# Objective
Output exactly the lines between the line that contains "of the black" and the last line of the material, counting both.

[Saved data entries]
——

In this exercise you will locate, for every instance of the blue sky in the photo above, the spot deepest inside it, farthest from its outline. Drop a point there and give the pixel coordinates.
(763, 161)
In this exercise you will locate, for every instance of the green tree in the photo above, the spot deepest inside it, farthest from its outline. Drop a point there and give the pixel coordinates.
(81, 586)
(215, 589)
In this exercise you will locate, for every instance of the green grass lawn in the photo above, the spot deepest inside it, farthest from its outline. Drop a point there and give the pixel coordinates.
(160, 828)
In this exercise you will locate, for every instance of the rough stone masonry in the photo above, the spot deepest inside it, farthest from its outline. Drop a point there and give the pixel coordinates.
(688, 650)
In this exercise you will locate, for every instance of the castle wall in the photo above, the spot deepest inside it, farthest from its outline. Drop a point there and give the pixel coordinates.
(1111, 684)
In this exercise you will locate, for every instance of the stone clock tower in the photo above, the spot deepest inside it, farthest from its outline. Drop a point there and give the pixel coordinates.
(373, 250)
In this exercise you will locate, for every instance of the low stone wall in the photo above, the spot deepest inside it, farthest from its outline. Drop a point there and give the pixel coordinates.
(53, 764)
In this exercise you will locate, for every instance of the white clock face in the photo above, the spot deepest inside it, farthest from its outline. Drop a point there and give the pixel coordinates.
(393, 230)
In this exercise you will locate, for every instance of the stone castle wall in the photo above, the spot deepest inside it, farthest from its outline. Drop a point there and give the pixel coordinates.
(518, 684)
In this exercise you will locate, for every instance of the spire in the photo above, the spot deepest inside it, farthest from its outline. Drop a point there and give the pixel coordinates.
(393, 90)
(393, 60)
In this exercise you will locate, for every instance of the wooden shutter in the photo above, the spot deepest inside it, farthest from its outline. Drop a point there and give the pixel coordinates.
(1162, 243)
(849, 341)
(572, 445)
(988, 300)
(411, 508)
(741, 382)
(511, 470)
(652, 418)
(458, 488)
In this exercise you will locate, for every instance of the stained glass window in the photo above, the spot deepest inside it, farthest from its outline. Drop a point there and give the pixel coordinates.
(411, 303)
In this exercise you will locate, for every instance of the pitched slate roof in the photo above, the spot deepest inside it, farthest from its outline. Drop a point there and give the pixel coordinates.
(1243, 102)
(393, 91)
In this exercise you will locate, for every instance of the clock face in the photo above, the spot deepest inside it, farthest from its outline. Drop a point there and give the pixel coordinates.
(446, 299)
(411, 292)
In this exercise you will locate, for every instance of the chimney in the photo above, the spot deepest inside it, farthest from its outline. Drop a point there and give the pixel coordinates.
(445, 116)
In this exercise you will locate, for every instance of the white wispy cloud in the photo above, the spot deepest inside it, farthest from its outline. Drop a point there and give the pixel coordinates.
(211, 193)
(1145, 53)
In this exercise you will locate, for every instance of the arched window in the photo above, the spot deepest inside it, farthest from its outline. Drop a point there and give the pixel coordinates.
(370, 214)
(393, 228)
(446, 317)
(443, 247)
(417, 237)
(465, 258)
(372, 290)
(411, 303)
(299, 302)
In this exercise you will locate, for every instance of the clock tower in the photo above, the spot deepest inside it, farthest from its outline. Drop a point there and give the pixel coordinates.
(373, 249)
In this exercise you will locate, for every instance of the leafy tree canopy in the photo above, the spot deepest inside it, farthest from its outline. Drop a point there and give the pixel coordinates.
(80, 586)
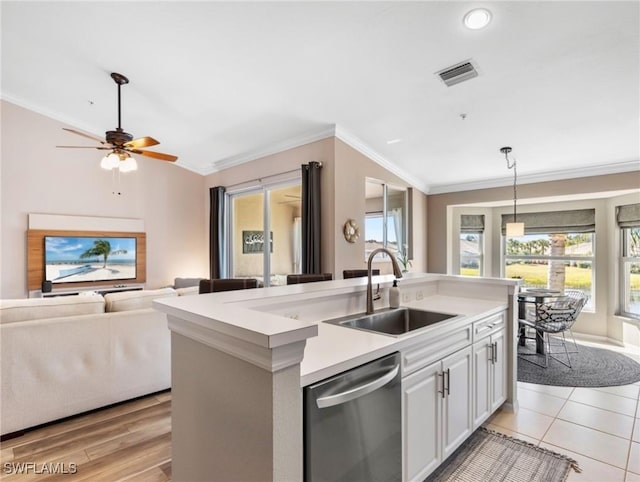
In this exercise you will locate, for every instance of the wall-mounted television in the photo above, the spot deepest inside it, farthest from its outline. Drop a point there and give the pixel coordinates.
(82, 259)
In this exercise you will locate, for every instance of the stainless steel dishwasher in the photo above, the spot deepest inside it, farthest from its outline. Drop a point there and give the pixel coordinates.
(352, 425)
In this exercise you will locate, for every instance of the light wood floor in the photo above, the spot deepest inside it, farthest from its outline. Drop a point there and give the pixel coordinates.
(130, 441)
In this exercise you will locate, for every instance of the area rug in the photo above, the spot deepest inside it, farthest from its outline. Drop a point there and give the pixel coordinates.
(592, 367)
(492, 456)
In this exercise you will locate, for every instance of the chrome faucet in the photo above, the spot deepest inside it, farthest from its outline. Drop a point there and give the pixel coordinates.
(396, 271)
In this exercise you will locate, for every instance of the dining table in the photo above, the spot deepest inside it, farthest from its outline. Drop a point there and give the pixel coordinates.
(536, 297)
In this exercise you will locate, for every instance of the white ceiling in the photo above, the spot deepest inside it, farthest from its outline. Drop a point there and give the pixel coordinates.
(220, 83)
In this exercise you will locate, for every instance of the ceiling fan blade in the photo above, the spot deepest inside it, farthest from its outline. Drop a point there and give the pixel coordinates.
(88, 136)
(155, 155)
(87, 147)
(141, 142)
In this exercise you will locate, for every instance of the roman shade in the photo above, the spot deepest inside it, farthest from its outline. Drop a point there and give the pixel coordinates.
(576, 221)
(628, 216)
(472, 223)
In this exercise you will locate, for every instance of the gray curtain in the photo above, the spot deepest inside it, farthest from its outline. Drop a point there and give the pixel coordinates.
(311, 218)
(216, 232)
(578, 221)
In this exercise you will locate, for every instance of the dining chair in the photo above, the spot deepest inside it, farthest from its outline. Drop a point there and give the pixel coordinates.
(555, 317)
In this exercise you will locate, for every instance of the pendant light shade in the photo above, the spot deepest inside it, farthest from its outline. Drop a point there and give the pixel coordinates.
(514, 229)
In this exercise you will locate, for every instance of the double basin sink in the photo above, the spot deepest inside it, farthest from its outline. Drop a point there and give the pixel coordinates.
(392, 321)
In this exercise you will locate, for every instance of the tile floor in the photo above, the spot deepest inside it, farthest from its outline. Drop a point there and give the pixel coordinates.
(598, 427)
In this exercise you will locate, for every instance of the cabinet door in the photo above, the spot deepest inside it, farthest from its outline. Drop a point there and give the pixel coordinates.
(499, 375)
(421, 414)
(457, 420)
(482, 390)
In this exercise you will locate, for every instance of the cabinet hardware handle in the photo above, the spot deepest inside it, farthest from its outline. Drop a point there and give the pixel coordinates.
(448, 381)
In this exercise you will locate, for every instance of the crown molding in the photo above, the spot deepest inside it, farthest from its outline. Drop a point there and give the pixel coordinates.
(547, 176)
(361, 147)
(76, 124)
(306, 138)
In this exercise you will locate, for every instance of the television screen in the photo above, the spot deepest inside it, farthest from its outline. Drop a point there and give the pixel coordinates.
(79, 259)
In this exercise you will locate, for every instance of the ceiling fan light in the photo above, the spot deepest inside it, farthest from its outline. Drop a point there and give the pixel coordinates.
(110, 161)
(128, 164)
(477, 18)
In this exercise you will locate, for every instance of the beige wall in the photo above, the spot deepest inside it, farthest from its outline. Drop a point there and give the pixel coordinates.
(438, 204)
(36, 177)
(343, 182)
(283, 166)
(443, 232)
(249, 216)
(352, 168)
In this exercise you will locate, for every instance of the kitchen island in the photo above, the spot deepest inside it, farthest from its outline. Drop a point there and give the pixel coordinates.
(241, 358)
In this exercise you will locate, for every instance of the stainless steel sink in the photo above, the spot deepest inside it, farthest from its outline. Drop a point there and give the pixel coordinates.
(394, 322)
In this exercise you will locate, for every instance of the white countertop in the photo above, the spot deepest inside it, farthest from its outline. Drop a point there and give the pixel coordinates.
(338, 348)
(330, 349)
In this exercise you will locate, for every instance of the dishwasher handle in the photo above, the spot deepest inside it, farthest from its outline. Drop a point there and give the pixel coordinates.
(353, 393)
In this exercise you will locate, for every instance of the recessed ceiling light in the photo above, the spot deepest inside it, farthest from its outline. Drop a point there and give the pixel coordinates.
(477, 18)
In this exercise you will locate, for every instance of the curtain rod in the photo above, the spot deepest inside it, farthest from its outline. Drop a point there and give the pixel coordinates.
(261, 179)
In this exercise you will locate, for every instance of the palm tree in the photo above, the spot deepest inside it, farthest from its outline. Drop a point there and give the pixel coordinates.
(101, 248)
(556, 267)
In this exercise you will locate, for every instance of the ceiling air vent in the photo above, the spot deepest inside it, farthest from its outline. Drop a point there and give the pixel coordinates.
(458, 73)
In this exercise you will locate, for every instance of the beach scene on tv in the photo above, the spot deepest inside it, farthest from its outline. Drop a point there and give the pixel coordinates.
(70, 259)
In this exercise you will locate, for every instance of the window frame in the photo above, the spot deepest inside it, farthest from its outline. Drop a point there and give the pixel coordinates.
(625, 278)
(590, 306)
(480, 257)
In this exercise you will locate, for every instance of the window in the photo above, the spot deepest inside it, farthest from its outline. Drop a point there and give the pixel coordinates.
(629, 221)
(265, 233)
(556, 252)
(386, 217)
(472, 245)
(471, 249)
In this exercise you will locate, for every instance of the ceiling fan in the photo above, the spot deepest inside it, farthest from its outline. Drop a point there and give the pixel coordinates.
(121, 143)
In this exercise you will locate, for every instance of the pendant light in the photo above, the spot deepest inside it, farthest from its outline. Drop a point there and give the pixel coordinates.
(514, 229)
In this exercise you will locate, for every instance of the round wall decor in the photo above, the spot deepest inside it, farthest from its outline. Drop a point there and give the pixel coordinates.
(351, 231)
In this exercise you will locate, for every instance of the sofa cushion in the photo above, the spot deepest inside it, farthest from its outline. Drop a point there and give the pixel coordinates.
(191, 290)
(12, 311)
(135, 300)
(186, 282)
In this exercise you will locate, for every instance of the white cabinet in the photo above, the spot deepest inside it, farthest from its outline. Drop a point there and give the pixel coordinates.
(436, 404)
(489, 368)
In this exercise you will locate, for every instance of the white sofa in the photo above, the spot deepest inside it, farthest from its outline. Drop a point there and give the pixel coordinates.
(61, 356)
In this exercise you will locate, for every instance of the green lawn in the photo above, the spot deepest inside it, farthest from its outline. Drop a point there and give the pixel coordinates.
(536, 275)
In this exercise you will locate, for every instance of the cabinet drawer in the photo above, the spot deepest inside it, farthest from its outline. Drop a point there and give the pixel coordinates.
(435, 348)
(488, 326)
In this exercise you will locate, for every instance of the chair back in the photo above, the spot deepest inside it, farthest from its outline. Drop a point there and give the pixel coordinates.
(226, 284)
(358, 273)
(562, 312)
(293, 279)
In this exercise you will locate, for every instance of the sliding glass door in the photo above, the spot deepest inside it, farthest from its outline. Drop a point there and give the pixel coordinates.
(265, 233)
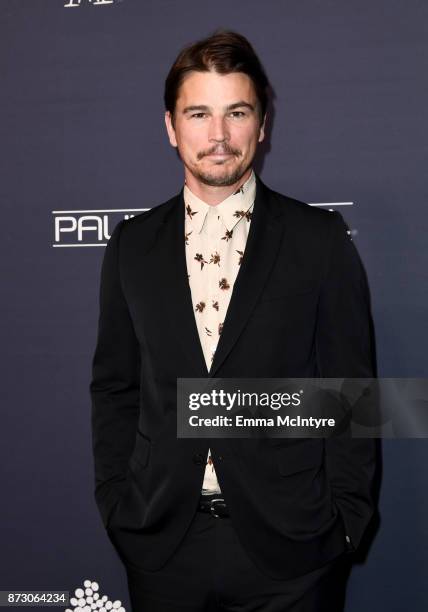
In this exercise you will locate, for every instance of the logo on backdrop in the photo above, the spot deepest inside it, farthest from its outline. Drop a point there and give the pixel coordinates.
(76, 3)
(87, 228)
(92, 228)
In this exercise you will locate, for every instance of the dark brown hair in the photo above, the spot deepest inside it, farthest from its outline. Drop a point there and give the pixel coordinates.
(223, 52)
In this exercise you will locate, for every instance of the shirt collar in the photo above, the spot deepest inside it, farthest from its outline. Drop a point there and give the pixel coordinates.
(231, 210)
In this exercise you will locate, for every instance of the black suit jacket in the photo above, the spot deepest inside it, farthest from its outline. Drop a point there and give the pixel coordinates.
(299, 308)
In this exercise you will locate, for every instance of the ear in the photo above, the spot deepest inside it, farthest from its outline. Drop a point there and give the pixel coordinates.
(170, 129)
(262, 129)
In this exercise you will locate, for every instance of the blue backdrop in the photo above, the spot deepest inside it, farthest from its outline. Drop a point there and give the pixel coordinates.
(83, 144)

——

# Answer for this exercise
In this exercise you will locate, for every instance of the black suit jacket in the photo above, the spot deepest inside it, farthest from its outline. Drop a point there and give the pixel coordinates.
(299, 308)
In this exercise you will locate, for every instance of the ear in the photo above, the spot deepest inside it, farthest from its outline. Drop a point there and give the pixel coordinates.
(170, 129)
(262, 129)
In this exercise you will locate, for every instance of the blue backdrop in the photo above, the spot deepest inside it, farthest from its outline. Drop a point there and give the pixel coordinates.
(83, 144)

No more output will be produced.